## [EXERCISE TEXT]
Once again we are treated to violent language from Chris Langan. I wonder if he thinks that this is helping his cause in this group.
The following is from Chapter 2 of The g Factor, "The Discovery of g":
Inspection of a great many factor analyses of the widest variety of mental tests imaginable reveals without exception that tests' g loadings are a perfectly continuous variable, raning from slightly greater than zero to slightly less than unity. . . . [Charles] Spearman invented a type of test that was entirely non-verbal, that was composed of fundaments (various geometric shapes) that are universally familiar to virtually all persons beyond three years of age in every culture, and in which every item calls for the eduction of relations and correlates. It also has the quality of "abstractness" in the sense that the fundaments (straight and curved lines, triangles, circles, squares, and the like) do not represent any real or tanglible objects, like animals, plants, furniture, or vehicles. . . . Spearman's test was further developed by one of his students, John Raven, and the eminent geneticist Lionel Penrose. . . . When the Progressive Matrices test is factor analyzed along with a variety of other tests, it is typically among the two or three tests having the highest g loadings, usually around .80. Probably its most distinctive feature is its very low loadings on any factor other than g.
The items on the LAIT (and on the nonverbal portion of the Mega Test) share this property of "abstractness." And an almost exclusive loading on g is exactly the pattern that Grady Towers found in his analysis of the LAIT. It is highly unlikely that this is a "different g"; there was no significant spatial factor at all.

Collected data entries
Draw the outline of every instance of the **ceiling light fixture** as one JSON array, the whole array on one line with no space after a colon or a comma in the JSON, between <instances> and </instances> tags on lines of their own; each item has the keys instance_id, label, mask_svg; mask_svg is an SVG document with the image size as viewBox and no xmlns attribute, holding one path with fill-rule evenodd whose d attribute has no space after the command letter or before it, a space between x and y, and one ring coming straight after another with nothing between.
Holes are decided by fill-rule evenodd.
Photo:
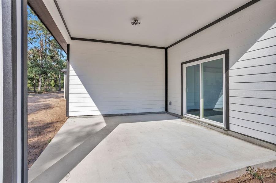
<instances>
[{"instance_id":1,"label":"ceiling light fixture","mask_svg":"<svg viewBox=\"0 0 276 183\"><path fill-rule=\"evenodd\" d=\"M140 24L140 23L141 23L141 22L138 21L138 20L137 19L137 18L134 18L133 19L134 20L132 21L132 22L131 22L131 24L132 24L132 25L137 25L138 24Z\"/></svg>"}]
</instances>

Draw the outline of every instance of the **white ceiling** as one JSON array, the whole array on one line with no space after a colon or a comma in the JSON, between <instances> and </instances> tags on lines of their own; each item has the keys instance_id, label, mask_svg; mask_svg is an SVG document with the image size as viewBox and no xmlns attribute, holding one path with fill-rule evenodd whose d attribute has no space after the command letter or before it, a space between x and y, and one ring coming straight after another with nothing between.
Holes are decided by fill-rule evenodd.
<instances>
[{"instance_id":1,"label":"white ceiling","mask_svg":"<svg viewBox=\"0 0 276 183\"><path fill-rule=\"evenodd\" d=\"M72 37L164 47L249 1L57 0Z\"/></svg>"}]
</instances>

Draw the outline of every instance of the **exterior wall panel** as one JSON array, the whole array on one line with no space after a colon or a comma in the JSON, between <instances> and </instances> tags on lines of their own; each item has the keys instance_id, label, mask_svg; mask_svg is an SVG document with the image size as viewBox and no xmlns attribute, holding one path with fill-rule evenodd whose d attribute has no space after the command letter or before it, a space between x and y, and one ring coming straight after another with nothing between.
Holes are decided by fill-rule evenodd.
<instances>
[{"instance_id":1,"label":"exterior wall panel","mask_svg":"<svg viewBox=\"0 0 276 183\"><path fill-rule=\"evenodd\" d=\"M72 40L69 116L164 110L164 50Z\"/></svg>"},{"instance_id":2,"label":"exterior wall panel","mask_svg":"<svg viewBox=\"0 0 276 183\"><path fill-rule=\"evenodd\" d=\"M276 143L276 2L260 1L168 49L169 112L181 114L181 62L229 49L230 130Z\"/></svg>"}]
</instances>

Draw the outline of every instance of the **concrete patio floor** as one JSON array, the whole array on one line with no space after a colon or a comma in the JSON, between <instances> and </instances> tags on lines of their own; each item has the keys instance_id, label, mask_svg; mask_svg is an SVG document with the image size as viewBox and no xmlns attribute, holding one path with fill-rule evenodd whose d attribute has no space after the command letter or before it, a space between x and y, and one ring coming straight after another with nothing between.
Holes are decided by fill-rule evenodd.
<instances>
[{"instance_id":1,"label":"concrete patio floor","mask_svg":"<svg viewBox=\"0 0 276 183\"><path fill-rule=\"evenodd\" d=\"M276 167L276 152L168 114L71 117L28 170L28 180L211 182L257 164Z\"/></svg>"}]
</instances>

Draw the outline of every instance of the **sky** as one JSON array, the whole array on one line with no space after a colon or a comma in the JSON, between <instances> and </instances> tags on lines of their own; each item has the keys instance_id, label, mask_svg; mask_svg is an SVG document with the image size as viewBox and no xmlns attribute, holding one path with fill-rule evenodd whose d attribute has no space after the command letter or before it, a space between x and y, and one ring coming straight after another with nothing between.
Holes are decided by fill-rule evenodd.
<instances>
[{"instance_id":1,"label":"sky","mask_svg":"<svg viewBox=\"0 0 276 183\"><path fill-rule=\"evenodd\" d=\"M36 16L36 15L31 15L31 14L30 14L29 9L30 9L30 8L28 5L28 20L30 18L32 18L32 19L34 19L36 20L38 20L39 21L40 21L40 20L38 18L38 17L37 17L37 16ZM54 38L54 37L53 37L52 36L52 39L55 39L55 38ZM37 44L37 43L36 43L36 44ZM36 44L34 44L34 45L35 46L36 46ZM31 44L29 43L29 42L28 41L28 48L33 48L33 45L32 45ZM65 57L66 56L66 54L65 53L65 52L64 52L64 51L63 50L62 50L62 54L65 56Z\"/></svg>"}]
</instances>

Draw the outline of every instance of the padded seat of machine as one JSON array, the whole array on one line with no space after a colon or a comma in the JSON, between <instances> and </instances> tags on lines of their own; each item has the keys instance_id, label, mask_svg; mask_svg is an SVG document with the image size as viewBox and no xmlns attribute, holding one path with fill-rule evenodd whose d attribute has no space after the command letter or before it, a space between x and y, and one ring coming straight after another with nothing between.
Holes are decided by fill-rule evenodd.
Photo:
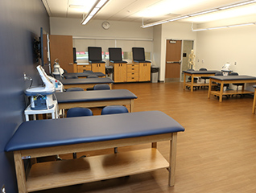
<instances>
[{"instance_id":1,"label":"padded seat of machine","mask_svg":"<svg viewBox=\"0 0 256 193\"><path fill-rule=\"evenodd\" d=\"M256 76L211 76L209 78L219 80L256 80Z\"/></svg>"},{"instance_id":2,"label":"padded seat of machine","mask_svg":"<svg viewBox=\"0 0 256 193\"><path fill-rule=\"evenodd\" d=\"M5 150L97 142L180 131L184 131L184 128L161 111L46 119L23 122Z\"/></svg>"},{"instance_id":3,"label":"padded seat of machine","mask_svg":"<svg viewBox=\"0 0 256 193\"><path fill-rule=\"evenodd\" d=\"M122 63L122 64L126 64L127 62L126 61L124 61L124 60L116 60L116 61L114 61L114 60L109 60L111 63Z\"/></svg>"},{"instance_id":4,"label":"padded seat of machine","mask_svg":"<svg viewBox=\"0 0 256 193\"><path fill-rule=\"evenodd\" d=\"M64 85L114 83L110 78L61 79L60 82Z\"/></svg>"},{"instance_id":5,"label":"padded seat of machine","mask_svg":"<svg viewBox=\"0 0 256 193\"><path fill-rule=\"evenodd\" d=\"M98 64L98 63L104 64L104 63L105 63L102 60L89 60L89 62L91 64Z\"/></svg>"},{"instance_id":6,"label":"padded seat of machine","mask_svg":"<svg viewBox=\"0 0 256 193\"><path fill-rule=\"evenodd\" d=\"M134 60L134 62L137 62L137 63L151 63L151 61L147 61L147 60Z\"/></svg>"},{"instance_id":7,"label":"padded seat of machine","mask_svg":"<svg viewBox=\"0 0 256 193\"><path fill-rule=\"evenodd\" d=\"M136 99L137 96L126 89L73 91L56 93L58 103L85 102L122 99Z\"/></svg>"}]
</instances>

## [REQUIRED ACTION A]
From the text on the g factor above the records, reproduce the portion between "The items on" and "factor at all.", inclusive.
## [REQUIRED ACTION B]
Answer the following questions using the text on the g factor above the records:
(i) Which chapter of The g Factor is quoted, and what is its title?
(ii) What is the usual g loading of the Progressive Matrices test when it is factor analyzed with other tests?
(iii) Who found an almost exclusive loading on g in an analysis of the LAIT?

## [TASK SOLUTION A]
The items on the LAIT (and on the nonverbal portion of the Mega Test) share this property of "abstractness." And an almost exclusive loading on g is exactly the pattern that Grady Towers found in his analysis of the LAIT. It is highly unlikely that this is a "different g"; there was no significant spatial factor at all.

## [TASK SOLUTION B]
(i) Chapter 2, "The Discovery of g"
(ii) Around .80
(iii) Grady Towers